* _TEXTAUSZUG_:

—————

Geschäfts-Nr.: 324 O 721/05

Tatbestand

Die Parteien streiten über den Bestand der einstweiligen Verfügung der Kammer vom 20. September 2005, durch die der Antragsgegnerin verboten worden ist, Forumsbeiträge zu verbreiten, in denen dazu aufgefordert wird, durch massenhafte Downloads des Programms "k.exe" den Server-Betrieb der Antragsteller zu stören.

Die Antragstellerin zu 1., deren Geschäftsführer der Antragsteller zu 2. ist, betreibt ein Unternehmen, das Internetdienstleistungen anbietet. Die Antragsgegnerin unterhält einen Internetauftritt. Dort verbreitet sie Beiträge u.a. zu Themen, die das Internet betreffen. Zu einigen dieser Beiträge richtet sie Internetforen ein, auf denen Internetnutzer sich zum Inhalt dieser Beiträge äußern können.

In einem ihrer Beiträge befasste sich die Antragsgegnerin mit dem von den Antragstellern über das Internet zum Download von ihrem Server angebotenen Programm "k.exe". Dieses enthält, obwohl es Interessenten wegen anderer Funktionen angeboten wird, ein Programm, das das Internet nach frei gewordenen Domainnamen durchsucht, indem es vergebene Domainnamen aufruft und prüft, ob diese noch genutzt werden oder ob sie wieder verfügbar sind. Nutzer, die dieses Programm von den Antragstellern beziehen, werden von diesen nicht darauf hingewiesen, dass das Programm diese Funktion enthält. Die beschriebene Funktion wird unter Mitteilung der Ergebnisse an die Antragsteller von den Datenverarbeitungsanlagen der Abnehmer des Programms ,"k.exe" ausgeführt, ohne dass diese davon Kenntnis erlangen. Dies wurde in dem Beitrag der Antragsgegnerin kritisiert.

In dem von der Antragsgegnerin zu ihrem Beitrag eingerichteten Forum meldeten sich mehrere Internetnutzer, die dazu aufriefen, das Programm "K.exe" so häufig vom Server der Antragsteller herunterzuladen, dass dieser Server überlastet wird und ausfällt.

—————

* _DATENSATZINHALT_:
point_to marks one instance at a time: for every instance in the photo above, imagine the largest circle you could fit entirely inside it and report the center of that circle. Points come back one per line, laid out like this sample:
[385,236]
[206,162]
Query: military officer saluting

—————

* _ZIEL 1_:
Was wurde der Antragsgegnerin laut Textauszug durch die einstweilige Verfügung der Kammer vom 20. September 2005 verboten?
* _ZIEL 2_:
Erläutere anhand des Textauszugs, wie das in "k.exe" enthaltene Programm frei gewordene Domainnamen ermittelt.

* _LÖSUNG 1_:
Ihr wurde verboten, Forumsbeiträge zu verbreiten, die dazu aufrufen, durch massenhafte Downloads des Programms "k.exe" den Server-Betrieb der Antragsteller zu stören.

* _LÖSUNG 2_:
Es ruft vergebene Domainnamen auf und prüft, ob sie noch genutzt werden oder wieder verfügbar sind. Diese Suche läuft auf den Rechnern der Abnehmer, ohne dass diese davon erfahren, und die Ergebnisse werden an die Antragsteller übermittelt.